▶ What the task requires: Copy the records below line for line, leaving out the pictures.

[Rows from a dataset]
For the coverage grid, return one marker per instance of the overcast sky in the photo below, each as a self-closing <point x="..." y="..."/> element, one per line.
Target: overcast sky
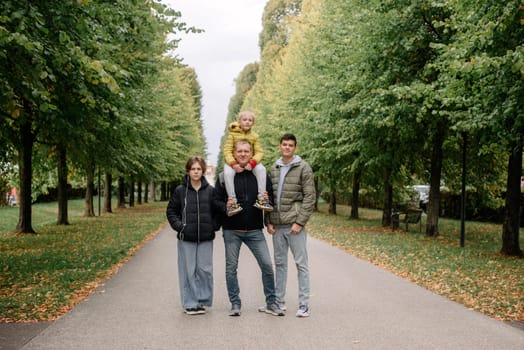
<point x="229" y="43"/>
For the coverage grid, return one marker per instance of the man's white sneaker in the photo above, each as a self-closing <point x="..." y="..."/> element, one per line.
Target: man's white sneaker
<point x="303" y="311"/>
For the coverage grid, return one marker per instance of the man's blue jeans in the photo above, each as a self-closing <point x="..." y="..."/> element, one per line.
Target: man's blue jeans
<point x="256" y="242"/>
<point x="283" y="241"/>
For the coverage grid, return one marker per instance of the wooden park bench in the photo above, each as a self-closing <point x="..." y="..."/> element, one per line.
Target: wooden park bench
<point x="413" y="216"/>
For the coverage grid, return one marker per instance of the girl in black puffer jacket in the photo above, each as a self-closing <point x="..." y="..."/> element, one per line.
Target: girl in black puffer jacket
<point x="191" y="212"/>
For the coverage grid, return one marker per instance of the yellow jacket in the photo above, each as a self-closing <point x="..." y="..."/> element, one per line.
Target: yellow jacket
<point x="236" y="134"/>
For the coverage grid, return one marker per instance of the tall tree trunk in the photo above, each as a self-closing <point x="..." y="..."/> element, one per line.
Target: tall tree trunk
<point x="433" y="208"/>
<point x="355" y="193"/>
<point x="131" y="192"/>
<point x="388" y="198"/>
<point x="511" y="223"/>
<point x="25" y="170"/>
<point x="333" y="202"/>
<point x="146" y="192"/>
<point x="121" y="192"/>
<point x="89" y="210"/>
<point x="62" y="186"/>
<point x="107" y="193"/>
<point x="153" y="191"/>
<point x="163" y="191"/>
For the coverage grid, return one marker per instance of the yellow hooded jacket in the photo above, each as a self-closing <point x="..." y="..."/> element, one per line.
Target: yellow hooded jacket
<point x="236" y="134"/>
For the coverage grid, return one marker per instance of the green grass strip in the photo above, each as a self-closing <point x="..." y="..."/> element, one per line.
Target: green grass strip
<point x="44" y="275"/>
<point x="476" y="276"/>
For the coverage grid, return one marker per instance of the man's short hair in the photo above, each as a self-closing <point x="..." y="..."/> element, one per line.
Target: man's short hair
<point x="288" y="137"/>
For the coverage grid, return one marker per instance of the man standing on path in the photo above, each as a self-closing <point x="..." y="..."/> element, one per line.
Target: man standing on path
<point x="294" y="186"/>
<point x="246" y="227"/>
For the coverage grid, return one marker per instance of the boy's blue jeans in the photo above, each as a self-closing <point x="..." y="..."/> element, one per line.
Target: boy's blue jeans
<point x="256" y="242"/>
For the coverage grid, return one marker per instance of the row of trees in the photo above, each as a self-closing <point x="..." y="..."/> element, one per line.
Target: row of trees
<point x="387" y="93"/>
<point x="86" y="85"/>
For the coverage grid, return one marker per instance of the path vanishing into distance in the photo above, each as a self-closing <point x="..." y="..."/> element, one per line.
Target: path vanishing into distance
<point x="354" y="305"/>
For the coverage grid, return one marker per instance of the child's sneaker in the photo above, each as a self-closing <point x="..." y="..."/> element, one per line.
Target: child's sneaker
<point x="235" y="208"/>
<point x="264" y="205"/>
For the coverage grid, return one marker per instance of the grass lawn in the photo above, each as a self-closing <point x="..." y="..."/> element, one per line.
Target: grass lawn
<point x="476" y="276"/>
<point x="44" y="275"/>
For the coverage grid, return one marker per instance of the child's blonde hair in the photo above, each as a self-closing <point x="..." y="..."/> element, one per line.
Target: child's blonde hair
<point x="243" y="113"/>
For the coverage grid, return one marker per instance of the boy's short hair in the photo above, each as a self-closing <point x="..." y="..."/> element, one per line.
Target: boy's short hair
<point x="196" y="159"/>
<point x="288" y="137"/>
<point x="241" y="114"/>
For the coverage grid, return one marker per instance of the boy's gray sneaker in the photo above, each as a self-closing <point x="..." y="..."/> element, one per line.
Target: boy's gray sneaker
<point x="303" y="311"/>
<point x="235" y="310"/>
<point x="272" y="309"/>
<point x="282" y="306"/>
<point x="264" y="205"/>
<point x="194" y="311"/>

▶ Finished answer:
For the coverage grid, return one marker per instance of the overcast sky in the photo below, each as a self-closing <point x="..." y="..."/> element, one per line.
Target: overcast sky
<point x="229" y="43"/>
For the coverage grid, return one marker per instance of the man's white sneaker in the photo above, each as a self-closing <point x="..." y="..."/> element, one per line.
Target: man's white sneaker
<point x="303" y="311"/>
For the coverage grid, return one marker per instance of the man's blue jeans in the photo above, each as a self-closing <point x="..." y="..."/> element, one per line.
Target: man's blue jeans
<point x="256" y="242"/>
<point x="283" y="241"/>
For the coverage grid, return one marker per instance of the wooden park bench in the photo above, each as a self-closing <point x="..." y="..."/> element, one per line.
Target: wooden park bench
<point x="413" y="216"/>
For the coverage grid, return one marker per instance of the girl in black puffer jacket in the photo above, each as a self-closing <point x="..." y="..."/> element, one per line.
Target: girl in black puffer jacket
<point x="191" y="212"/>
For the coverage grid, return one marker per instance of the yellow jacket in the photo above, each as a self-closing <point x="..." y="..."/> element, one per line.
Target: yellow jacket
<point x="236" y="134"/>
For the coverage grid, return one marker per instance of the tall tree trunk in the photo above, each as a self-closing <point x="..." y="..."/> element, one per line.
Target: tall tree trunk
<point x="433" y="208"/>
<point x="355" y="193"/>
<point x="131" y="192"/>
<point x="388" y="198"/>
<point x="511" y="223"/>
<point x="25" y="170"/>
<point x="333" y="202"/>
<point x="146" y="192"/>
<point x="121" y="192"/>
<point x="89" y="210"/>
<point x="62" y="186"/>
<point x="107" y="193"/>
<point x="153" y="191"/>
<point x="163" y="191"/>
For the coverage grid, return one marker per instance of the yellow hooded jacket in the photo above, each as a self-closing <point x="..." y="..."/> element, one per line.
Target: yellow hooded jacket
<point x="236" y="134"/>
For the coverage grid, return one marker per instance of the green grass strip in the photo above, each as a self-closing <point x="..." y="..."/> element, one per line.
Target: green grass strip
<point x="44" y="275"/>
<point x="476" y="276"/>
For the coverage grid, return one marker per instance of the man's short hair in the photo above, each as a self-closing <point x="..." y="..."/> element, one per line.
Target: man's short hair
<point x="288" y="137"/>
For the coverage grid, return one marker per instance of the man standing on path in the photo above, each as a self-closing <point x="..." y="..."/> element, one per line.
Target: man standing on path
<point x="294" y="186"/>
<point x="246" y="227"/>
For the coverage grid, return one marker per instance of the boy's blue jeans in the photo above, each as a self-closing <point x="..." y="..."/> element, one per line.
Target: boy's blue jeans
<point x="256" y="242"/>
For the coverage grid, return one marker per instance of the row of trees in the photo above, each as a self-closing <point x="..." y="..."/> element, one per line.
Target: row of trees
<point x="387" y="93"/>
<point x="86" y="85"/>
For the coverage grid, return one marker per instance of the path vanishing into distance in the photo above, each as a self-closing <point x="..." y="..."/> element, one per line.
Target: path vanishing into distance
<point x="354" y="305"/>
For the coverage grid, return one marker per instance of the child's sneaker in the photo above, each as a self-closing <point x="..." y="..."/> element, one per line.
Target: child's sneaker
<point x="235" y="208"/>
<point x="264" y="205"/>
For the coverage grid, return one marker per instance of the grass lawn in the photo above, each as a self-closing <point x="..." y="..."/> element, one per line.
Target: grass lawn
<point x="476" y="276"/>
<point x="44" y="275"/>
For the coverage grid, return one marker per instance of the child's blonde hair in the photo above, each as a self-closing <point x="..." y="..."/> element, one per line.
Target: child's blonde hair
<point x="243" y="113"/>
For the coverage grid, return one marker per instance of the boy's short hair in the photo above, each as a self-closing <point x="..." y="..."/> element, one per line.
Target: boy's short hair
<point x="196" y="159"/>
<point x="288" y="137"/>
<point x="241" y="114"/>
For the coverage grid, return one marker per instance of the boy's gray sneaker in the photo above, each as a self-closing <point x="..." y="..."/> element, one per line.
Target: boy's gray sneaker
<point x="303" y="311"/>
<point x="235" y="310"/>
<point x="272" y="309"/>
<point x="282" y="306"/>
<point x="264" y="205"/>
<point x="194" y="311"/>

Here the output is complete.